Written problem -> In the entries below, find the line containing "mark the region of the long". Copy it and all lines after it, exactly, through the end.

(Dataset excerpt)
--
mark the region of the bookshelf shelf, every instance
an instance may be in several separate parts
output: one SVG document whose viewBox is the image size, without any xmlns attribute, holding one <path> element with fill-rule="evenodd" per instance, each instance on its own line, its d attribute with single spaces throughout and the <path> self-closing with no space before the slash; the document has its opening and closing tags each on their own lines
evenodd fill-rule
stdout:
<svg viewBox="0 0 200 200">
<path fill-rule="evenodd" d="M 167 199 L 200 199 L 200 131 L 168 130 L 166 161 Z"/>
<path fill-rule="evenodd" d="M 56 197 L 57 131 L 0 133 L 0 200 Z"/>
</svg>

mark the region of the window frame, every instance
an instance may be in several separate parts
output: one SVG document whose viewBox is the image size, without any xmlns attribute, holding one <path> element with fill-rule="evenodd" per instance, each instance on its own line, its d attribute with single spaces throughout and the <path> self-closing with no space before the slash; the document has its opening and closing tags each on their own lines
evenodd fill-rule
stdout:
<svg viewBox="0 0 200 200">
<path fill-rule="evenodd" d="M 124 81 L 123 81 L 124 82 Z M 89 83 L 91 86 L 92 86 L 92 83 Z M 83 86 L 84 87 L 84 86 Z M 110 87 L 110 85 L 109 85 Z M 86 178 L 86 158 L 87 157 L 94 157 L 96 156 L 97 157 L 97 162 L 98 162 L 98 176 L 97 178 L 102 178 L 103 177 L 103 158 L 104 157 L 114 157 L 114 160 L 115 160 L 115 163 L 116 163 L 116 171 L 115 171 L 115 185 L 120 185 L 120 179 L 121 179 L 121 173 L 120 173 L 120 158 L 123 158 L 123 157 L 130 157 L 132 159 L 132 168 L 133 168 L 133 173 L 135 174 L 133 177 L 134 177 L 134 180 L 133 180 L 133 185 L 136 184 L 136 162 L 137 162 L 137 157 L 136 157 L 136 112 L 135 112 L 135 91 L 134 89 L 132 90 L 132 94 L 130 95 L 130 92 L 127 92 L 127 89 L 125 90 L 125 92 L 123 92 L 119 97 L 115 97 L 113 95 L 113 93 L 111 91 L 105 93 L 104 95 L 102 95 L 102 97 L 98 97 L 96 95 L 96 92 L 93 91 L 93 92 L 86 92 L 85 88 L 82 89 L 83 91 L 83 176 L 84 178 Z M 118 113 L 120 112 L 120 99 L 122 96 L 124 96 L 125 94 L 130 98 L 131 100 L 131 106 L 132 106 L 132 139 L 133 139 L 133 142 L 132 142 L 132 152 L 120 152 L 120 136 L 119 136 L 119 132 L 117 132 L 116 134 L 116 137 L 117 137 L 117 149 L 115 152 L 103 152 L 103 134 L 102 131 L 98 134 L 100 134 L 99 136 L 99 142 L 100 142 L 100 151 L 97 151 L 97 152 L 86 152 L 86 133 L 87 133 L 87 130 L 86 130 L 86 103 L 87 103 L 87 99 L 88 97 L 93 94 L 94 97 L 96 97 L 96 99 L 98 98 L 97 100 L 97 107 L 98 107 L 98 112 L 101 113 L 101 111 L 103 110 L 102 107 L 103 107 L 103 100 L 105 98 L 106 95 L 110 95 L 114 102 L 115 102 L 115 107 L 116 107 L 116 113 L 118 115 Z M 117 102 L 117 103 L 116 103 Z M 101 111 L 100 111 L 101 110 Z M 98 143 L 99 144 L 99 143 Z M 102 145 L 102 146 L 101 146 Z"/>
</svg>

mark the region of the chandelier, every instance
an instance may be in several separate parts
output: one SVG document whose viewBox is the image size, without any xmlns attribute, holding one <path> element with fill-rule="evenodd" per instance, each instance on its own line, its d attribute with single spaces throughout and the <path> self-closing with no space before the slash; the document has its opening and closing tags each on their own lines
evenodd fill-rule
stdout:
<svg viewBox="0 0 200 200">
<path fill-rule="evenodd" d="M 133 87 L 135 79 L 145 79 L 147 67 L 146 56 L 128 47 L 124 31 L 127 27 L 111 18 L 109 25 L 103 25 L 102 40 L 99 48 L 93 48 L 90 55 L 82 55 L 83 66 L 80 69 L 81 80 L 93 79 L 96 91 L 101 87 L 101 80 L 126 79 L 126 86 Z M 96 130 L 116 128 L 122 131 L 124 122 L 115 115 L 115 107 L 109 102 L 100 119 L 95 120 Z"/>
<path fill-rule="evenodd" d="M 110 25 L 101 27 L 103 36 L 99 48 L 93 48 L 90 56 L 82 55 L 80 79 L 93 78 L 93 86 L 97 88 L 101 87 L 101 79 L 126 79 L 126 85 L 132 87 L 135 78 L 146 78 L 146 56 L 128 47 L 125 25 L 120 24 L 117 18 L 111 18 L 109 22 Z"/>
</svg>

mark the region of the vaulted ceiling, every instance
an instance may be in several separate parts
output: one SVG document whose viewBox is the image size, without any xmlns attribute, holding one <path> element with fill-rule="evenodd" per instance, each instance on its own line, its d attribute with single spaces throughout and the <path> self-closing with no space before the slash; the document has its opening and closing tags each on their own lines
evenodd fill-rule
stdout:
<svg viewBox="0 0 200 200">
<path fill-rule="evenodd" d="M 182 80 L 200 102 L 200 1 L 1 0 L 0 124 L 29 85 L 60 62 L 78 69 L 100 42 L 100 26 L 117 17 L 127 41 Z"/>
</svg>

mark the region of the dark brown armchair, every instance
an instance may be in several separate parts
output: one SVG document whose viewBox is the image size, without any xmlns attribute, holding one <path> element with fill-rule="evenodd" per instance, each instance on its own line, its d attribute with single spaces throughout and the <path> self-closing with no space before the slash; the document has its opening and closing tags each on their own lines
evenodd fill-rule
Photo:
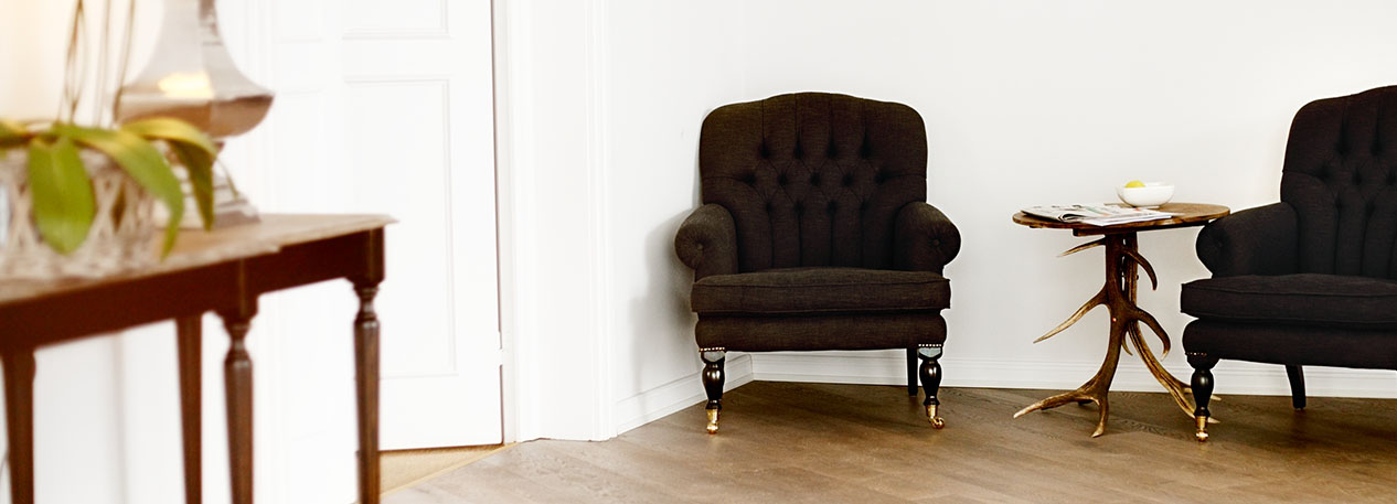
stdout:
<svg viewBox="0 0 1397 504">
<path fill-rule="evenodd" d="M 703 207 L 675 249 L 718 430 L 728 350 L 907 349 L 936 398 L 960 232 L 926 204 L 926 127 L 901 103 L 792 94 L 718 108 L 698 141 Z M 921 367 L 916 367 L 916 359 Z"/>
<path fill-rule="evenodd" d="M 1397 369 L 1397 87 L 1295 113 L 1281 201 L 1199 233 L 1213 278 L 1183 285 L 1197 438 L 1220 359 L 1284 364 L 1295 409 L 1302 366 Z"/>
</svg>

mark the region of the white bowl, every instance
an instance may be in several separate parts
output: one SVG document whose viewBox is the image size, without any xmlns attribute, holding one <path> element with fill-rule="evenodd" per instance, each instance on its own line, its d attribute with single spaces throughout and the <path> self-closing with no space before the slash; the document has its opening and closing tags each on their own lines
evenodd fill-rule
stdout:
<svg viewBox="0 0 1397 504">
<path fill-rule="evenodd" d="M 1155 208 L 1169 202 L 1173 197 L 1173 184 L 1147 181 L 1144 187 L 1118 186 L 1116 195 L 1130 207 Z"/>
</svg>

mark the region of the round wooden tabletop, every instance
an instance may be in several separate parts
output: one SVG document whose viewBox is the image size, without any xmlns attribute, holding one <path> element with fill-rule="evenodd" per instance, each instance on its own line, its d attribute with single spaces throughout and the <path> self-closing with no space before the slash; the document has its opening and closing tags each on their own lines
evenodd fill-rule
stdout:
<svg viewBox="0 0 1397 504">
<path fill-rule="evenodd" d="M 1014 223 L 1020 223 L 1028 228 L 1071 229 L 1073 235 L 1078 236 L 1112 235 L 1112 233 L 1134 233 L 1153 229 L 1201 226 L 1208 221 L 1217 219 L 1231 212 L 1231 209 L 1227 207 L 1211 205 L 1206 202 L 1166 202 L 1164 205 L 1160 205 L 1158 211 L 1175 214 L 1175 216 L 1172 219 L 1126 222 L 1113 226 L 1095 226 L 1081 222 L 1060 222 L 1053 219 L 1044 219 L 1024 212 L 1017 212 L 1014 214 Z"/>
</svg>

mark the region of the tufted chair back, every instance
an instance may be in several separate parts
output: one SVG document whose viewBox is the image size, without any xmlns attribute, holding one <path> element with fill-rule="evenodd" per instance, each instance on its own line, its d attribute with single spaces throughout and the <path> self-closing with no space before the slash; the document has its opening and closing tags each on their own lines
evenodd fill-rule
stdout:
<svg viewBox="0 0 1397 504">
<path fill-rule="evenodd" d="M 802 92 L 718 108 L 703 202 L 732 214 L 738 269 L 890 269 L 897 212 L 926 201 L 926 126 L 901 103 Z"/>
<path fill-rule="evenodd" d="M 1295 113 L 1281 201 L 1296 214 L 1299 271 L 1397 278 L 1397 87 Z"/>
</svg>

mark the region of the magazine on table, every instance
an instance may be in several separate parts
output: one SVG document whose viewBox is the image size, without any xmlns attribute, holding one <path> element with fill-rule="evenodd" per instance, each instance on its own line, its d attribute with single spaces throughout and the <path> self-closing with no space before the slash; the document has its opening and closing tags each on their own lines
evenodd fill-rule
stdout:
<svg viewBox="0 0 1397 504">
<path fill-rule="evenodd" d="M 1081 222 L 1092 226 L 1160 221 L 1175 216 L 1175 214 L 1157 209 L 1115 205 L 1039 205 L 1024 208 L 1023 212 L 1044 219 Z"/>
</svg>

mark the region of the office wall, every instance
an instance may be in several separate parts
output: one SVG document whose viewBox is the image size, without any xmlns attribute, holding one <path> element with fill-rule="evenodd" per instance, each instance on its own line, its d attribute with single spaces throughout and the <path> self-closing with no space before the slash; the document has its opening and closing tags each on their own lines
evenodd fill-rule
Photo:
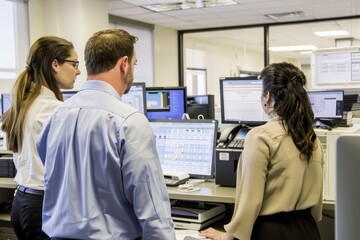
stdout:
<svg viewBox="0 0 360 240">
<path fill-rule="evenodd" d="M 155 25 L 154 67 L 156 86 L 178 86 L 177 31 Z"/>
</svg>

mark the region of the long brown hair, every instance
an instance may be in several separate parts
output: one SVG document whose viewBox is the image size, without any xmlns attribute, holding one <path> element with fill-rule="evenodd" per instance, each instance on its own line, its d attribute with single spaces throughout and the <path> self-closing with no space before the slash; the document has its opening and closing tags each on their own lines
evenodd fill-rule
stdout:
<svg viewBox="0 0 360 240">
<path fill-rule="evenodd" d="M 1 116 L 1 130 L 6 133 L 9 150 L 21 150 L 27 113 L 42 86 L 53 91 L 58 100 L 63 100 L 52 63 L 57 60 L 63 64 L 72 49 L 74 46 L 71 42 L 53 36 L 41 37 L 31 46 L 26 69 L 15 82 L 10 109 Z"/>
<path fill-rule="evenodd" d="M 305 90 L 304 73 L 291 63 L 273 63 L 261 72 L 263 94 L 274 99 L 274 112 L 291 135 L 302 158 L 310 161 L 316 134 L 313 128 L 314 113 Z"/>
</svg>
--
Right answer ->
mark the region of the long brown hair, every instance
an instance may be in several separate parts
output: one SVG document whose viewBox is the image size, without any xmlns attribute, holding one <path> element with fill-rule="evenodd" per instance, each instance on its own line, its d attribute with single spaces throughout and the <path> self-closing with no space before the slash; the document has its opening and closing tags each on their own lines
evenodd fill-rule
stdout:
<svg viewBox="0 0 360 240">
<path fill-rule="evenodd" d="M 1 116 L 1 130 L 6 133 L 9 150 L 21 150 L 27 113 L 42 86 L 53 91 L 58 100 L 63 100 L 52 63 L 57 60 L 63 64 L 72 49 L 74 46 L 71 42 L 53 36 L 41 37 L 31 46 L 26 69 L 15 82 L 10 109 Z"/>
<path fill-rule="evenodd" d="M 305 90 L 304 73 L 291 63 L 273 63 L 261 72 L 263 94 L 274 99 L 274 112 L 291 135 L 302 158 L 310 161 L 316 134 L 313 128 L 314 113 Z"/>
</svg>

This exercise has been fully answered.